Try it.
Count the lines in the records below that contain the word "positive", treating uppercase and lowercase as different. Reply with only that number.

..............................

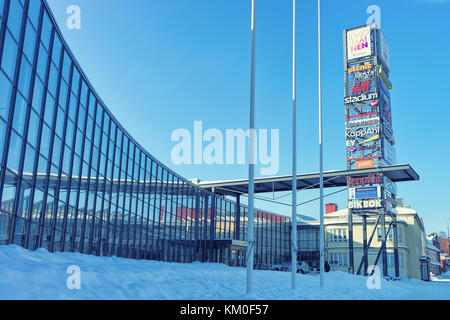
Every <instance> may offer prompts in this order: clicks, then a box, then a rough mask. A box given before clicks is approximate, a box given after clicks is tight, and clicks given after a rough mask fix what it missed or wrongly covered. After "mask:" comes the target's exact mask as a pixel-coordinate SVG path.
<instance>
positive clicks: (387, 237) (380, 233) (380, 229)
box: [377, 228, 394, 242]
mask: <svg viewBox="0 0 450 320" xmlns="http://www.w3.org/2000/svg"><path fill="white" fill-rule="evenodd" d="M386 231H387V229H386ZM377 234H378V241H382V240H383V239H382V232H381V228H378V229H377ZM392 235H393V231H392V228H391V229H390V230H389V234H388V236H387V237H386V241H389V242H392V241H393V239H394V237H393V236H392Z"/></svg>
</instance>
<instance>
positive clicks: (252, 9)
mask: <svg viewBox="0 0 450 320" xmlns="http://www.w3.org/2000/svg"><path fill="white" fill-rule="evenodd" d="M251 30H252V56H251V76H250V77H251V80H250V130H249V131H250V139H249V140H250V141H249V142H250V143H249V148H250V152H249V170H248V171H249V173H248V242H247V261H246V263H247V294H251V293H252V292H253V254H254V252H253V249H254V248H253V245H254V240H253V222H254V221H253V220H254V218H253V207H254V204H253V201H254V189H255V181H254V180H255V143H256V142H255V138H256V137H255V132H254V131H255V36H256V29H255V0H252V22H251Z"/></svg>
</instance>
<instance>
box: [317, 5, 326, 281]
mask: <svg viewBox="0 0 450 320" xmlns="http://www.w3.org/2000/svg"><path fill="white" fill-rule="evenodd" d="M320 33H321V30H320V0H318V47H319V50H318V60H319V149H320V165H319V166H320V286H321V287H323V286H324V285H325V283H324V269H325V228H324V217H323V144H322V142H323V141H322V65H321V64H322V61H321V42H320Z"/></svg>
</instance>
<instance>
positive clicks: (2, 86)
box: [0, 71, 12, 120]
mask: <svg viewBox="0 0 450 320" xmlns="http://www.w3.org/2000/svg"><path fill="white" fill-rule="evenodd" d="M11 93H12V84H11V82H10V81H9V80H8V78H7V77H6V76H5V74H4V73H3V72H1V71H0V116H2V117H3V119H5V120H8V115H9V103H10V101H11Z"/></svg>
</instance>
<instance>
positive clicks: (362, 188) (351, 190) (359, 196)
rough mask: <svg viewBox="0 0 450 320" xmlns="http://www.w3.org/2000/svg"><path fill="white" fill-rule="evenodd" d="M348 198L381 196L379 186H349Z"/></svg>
mask: <svg viewBox="0 0 450 320" xmlns="http://www.w3.org/2000/svg"><path fill="white" fill-rule="evenodd" d="M348 198H349V199H350V200H360V199H377V198H381V187H380V186H377V187H361V188H349V189H348Z"/></svg>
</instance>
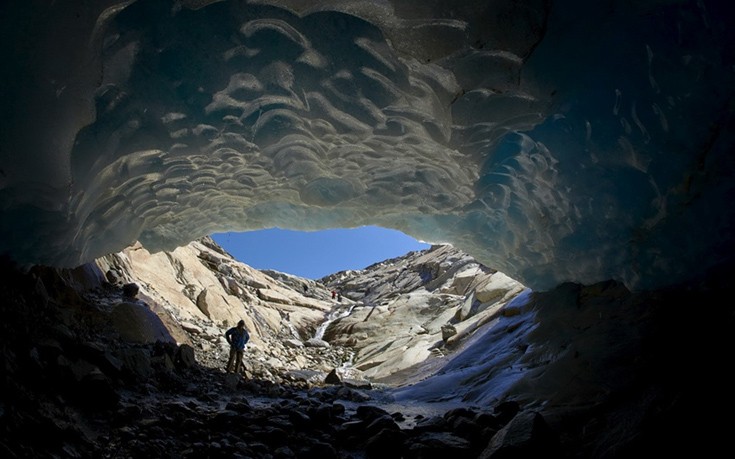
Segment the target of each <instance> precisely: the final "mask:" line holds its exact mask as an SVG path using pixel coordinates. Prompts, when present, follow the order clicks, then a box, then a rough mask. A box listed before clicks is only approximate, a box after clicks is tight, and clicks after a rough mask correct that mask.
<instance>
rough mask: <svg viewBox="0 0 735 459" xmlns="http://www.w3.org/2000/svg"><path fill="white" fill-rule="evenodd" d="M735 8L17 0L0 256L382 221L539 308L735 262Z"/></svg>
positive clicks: (0, 190) (509, 4)
mask: <svg viewBox="0 0 735 459" xmlns="http://www.w3.org/2000/svg"><path fill="white" fill-rule="evenodd" d="M734 18H735V15H733V6H732V5H730V4H729V3H728V2H721V1H715V0H651V1H637V2H628V1H622V0H611V1H607V2H585V1H581V0H551V1H545V0H528V1H525V2H517V1H511V0H491V1H471V0H466V1H462V0H455V1H436V0H432V1H422V2H408V1H401V0H371V1H359V2H358V1H337V0H320V1H314V2H304V1H299V0H260V1H256V0H252V1H244V0H243V1H234V0H233V1H213V0H178V1H174V0H171V1H153V0H137V1H136V0H106V1H102V2H83V3H73V4H72V3H69V2H51V3H48V4H44V5H43V6H39V5H38V4H36V3H34V2H4V3H3V5H2V6H0V21H2V38H3V39H2V40H0V43H2V44H0V58H1V59H2V62H3V63H4V65H3V70H2V81H3V85H2V88H0V100H2V102H3V103H2V104H0V107H1V108H0V111H1V115H0V116H2V120H3V123H2V124H3V128H2V130H0V213H1V215H2V218H1V219H0V253H4V254H6V255H8V256H9V257H11V258H13V259H15V260H17V261H19V262H20V263H28V264H35V263H42V264H48V265H52V266H59V267H73V266H78V265H80V264H82V263H85V262H88V261H90V260H93V259H95V258H97V257H99V256H103V255H105V254H109V253H113V252H116V251H118V250H121V249H122V248H124V247H127V246H128V245H130V244H131V243H133V242H134V241H141V242H142V243H143V244H144V245H145V246H146V247H147V248H149V249H150V250H154V251H155V250H171V249H173V248H175V247H178V246H181V245H184V244H186V243H188V242H189V241H192V240H194V239H196V238H198V237H201V236H204V235H208V234H212V233H215V232H225V231H246V230H256V229H262V228H269V227H274V226H277V227H281V228H288V229H297V230H318V229H326V228H339V227H343V228H352V227H358V226H363V225H378V226H382V227H386V228H393V229H397V230H400V231H402V232H404V233H406V234H408V235H410V236H412V237H414V238H416V239H420V240H423V241H428V242H432V243H451V244H452V245H453V246H455V247H457V248H459V249H461V250H463V251H466V252H468V253H471V254H472V255H473V256H474V257H476V258H477V259H478V260H479V261H481V262H482V263H484V264H486V265H488V266H493V267H495V268H497V269H499V270H500V271H502V272H504V273H506V274H508V275H509V276H511V277H513V278H515V279H518V280H519V281H521V282H522V283H523V284H524V285H527V286H528V287H530V288H532V289H534V290H546V289H551V288H553V287H554V286H556V285H559V284H561V283H564V282H580V283H585V284H591V283H594V282H598V281H602V280H607V279H614V280H617V281H620V282H623V283H624V284H625V285H626V286H627V287H628V288H630V289H634V290H640V289H655V288H662V287H665V286H668V285H673V284H677V283H685V282H690V281H692V280H695V279H697V278H699V276H702V275H706V273H707V272H709V271H710V270H713V269H717V268H718V267H719V266H721V265H725V264H731V263H732V253H733V251H732V247H733V240H734V239H735V233H734V232H733V221H735V220H734V219H733V216H734V215H733V212H734V211H735V207H733V206H732V205H731V203H732V202H733V199H734V198H735V181H733V180H732V178H733V172H735V162H734V161H733V155H732V153H731V152H732V148H733V145H734V144H735V138H734V137H733V133H734V132H735V129H734V128H735V126H734V119H733V100H734V99H733V96H734V95H735V78H734V76H735V75H734V69H735V66H734V64H735V55H734V53H733V47H732V43H734V42H735V36H733V35H734V34H735V32H733V31H735V27H733V25H734V22H735V21H733V19H734Z"/></svg>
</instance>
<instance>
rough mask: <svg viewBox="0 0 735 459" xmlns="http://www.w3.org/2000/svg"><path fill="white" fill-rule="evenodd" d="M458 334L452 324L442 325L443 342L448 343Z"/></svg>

..............................

Exercise solution.
5